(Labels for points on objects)
[start]
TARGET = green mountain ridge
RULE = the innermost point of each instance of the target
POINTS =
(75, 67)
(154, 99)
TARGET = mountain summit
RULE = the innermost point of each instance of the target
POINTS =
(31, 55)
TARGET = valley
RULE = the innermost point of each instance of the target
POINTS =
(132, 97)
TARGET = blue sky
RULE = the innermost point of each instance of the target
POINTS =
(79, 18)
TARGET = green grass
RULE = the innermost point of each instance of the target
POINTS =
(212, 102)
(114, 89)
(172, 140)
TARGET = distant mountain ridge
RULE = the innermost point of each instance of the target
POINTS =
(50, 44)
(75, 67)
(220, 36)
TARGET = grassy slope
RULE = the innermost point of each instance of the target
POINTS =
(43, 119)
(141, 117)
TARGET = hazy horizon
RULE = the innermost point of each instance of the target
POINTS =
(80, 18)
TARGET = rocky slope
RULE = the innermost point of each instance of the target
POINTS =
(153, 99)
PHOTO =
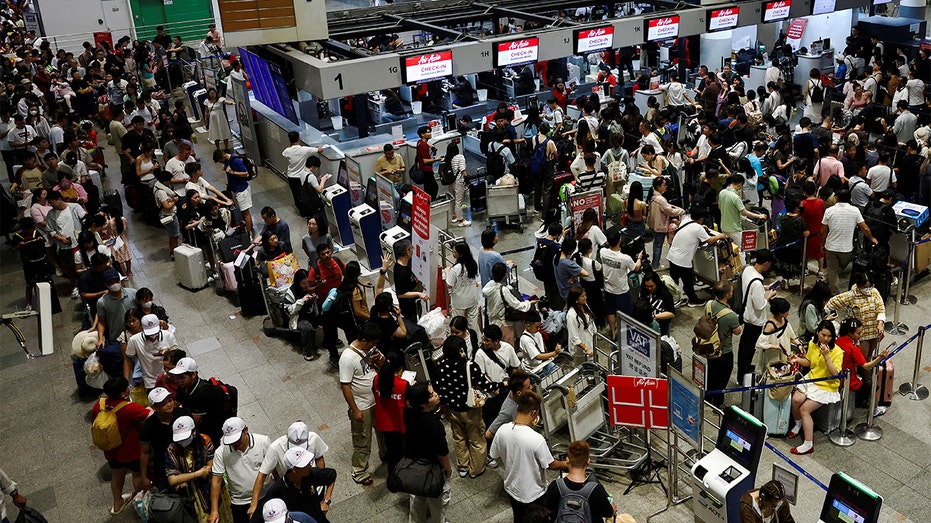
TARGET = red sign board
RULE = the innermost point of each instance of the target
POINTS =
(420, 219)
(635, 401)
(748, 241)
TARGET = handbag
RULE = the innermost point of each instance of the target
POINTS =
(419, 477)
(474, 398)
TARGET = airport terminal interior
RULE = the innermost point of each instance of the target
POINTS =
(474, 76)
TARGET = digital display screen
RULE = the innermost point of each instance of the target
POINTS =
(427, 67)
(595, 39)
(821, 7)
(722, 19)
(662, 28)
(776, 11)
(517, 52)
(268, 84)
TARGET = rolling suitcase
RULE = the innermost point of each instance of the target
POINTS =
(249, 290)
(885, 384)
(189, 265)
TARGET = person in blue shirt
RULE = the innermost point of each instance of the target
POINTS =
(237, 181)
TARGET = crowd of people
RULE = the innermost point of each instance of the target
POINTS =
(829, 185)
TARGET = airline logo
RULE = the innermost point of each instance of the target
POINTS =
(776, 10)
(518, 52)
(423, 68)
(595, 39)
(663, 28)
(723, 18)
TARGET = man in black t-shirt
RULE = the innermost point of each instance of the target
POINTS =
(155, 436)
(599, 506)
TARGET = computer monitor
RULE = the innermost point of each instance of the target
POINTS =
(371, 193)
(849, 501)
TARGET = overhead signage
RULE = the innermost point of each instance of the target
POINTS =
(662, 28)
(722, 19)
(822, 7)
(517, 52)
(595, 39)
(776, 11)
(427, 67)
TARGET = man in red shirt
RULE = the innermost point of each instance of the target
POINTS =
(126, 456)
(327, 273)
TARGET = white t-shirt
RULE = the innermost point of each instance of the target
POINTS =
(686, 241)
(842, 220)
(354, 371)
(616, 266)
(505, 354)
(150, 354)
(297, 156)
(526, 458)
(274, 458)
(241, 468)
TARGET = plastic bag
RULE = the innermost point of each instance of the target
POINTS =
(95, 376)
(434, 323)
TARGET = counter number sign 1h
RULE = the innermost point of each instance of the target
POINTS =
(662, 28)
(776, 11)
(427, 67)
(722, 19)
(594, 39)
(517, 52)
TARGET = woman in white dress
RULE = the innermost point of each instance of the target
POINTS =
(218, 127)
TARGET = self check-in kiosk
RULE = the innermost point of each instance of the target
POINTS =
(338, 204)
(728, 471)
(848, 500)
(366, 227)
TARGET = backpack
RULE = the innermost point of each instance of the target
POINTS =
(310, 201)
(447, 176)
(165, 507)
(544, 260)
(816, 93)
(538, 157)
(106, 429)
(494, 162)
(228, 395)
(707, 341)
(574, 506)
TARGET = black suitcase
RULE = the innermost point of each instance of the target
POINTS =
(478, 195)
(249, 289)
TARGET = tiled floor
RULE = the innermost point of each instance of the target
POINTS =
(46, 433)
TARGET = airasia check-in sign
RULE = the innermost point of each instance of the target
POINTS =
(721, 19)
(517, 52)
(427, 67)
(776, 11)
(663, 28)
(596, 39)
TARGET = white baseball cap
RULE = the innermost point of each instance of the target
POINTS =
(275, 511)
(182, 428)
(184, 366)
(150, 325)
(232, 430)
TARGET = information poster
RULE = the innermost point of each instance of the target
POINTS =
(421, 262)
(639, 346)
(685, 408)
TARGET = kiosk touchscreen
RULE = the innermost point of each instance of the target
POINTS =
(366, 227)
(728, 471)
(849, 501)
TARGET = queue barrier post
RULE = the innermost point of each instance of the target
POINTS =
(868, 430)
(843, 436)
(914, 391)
[end]
[start]
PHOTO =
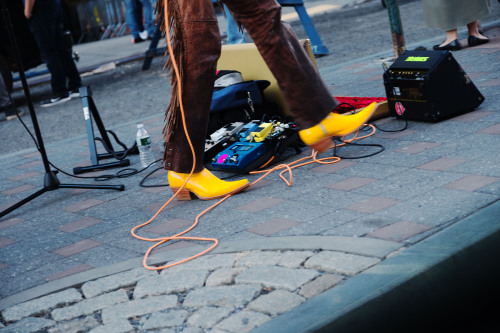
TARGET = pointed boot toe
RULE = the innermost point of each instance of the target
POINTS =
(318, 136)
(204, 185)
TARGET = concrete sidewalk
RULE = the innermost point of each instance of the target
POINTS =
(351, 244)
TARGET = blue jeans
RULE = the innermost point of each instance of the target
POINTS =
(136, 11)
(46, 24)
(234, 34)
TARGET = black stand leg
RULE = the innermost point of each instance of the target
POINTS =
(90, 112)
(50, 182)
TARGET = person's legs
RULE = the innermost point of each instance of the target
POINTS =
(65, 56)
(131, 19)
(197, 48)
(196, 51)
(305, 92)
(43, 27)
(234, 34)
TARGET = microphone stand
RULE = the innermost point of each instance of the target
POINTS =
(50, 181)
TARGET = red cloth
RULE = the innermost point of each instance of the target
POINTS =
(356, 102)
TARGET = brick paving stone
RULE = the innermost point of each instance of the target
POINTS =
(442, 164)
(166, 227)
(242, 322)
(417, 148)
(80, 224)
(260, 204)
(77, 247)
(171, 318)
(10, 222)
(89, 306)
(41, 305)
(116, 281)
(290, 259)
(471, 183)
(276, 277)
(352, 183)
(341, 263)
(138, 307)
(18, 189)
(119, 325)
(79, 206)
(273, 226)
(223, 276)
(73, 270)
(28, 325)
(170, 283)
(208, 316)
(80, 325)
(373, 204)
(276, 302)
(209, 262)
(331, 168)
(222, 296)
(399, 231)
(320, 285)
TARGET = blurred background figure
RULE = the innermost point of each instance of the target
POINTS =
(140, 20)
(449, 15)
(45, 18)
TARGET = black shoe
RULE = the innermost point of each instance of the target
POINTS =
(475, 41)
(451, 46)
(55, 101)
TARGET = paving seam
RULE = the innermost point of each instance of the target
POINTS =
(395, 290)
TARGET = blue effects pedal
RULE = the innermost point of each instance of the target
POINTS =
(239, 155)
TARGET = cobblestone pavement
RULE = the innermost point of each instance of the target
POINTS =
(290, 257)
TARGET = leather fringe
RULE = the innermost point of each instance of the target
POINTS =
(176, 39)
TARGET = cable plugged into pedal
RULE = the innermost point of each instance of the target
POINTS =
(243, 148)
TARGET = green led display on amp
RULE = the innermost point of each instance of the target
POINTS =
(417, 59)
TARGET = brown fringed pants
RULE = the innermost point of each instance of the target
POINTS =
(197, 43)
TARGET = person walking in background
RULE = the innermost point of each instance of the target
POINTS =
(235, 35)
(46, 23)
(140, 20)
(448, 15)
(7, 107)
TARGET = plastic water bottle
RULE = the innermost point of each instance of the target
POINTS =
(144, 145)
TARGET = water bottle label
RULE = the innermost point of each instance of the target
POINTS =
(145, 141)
[end]
[start]
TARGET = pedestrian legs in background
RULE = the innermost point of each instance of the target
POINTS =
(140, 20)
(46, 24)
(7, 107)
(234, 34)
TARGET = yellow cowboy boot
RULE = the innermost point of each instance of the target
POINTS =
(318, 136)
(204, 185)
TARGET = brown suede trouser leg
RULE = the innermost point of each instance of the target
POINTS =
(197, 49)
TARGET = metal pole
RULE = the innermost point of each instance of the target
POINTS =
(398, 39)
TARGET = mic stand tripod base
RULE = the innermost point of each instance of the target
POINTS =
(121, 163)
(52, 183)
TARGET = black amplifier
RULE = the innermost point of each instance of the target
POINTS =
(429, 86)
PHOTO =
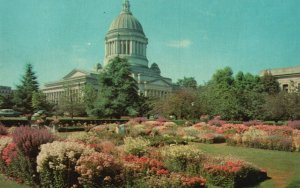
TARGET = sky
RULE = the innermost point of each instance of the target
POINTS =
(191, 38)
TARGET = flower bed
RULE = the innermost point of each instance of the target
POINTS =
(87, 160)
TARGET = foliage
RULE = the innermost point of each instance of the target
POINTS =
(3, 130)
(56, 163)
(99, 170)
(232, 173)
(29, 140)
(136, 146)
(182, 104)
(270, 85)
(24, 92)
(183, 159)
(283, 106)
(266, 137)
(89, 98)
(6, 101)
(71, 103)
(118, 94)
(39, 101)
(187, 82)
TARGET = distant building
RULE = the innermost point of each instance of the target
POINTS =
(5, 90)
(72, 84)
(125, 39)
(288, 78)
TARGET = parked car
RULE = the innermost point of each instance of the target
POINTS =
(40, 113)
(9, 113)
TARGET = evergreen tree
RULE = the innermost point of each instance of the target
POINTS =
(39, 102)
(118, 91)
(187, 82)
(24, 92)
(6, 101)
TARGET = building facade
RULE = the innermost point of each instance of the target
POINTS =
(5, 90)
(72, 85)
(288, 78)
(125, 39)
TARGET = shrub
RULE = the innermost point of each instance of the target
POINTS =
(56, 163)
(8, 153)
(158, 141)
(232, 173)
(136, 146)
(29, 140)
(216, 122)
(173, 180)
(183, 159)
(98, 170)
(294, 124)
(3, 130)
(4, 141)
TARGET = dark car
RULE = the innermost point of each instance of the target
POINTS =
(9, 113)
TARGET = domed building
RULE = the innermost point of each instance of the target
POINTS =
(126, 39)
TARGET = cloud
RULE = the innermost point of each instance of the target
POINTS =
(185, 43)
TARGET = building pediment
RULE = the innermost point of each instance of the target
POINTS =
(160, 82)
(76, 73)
[end]
Find every line in the material that contains the string "shirt", and copy each of those lines.

TARGET = person in blue shirt
TARGET = man in black t-shirt
TARGET = man in red shirt
TARGET = white t-shirt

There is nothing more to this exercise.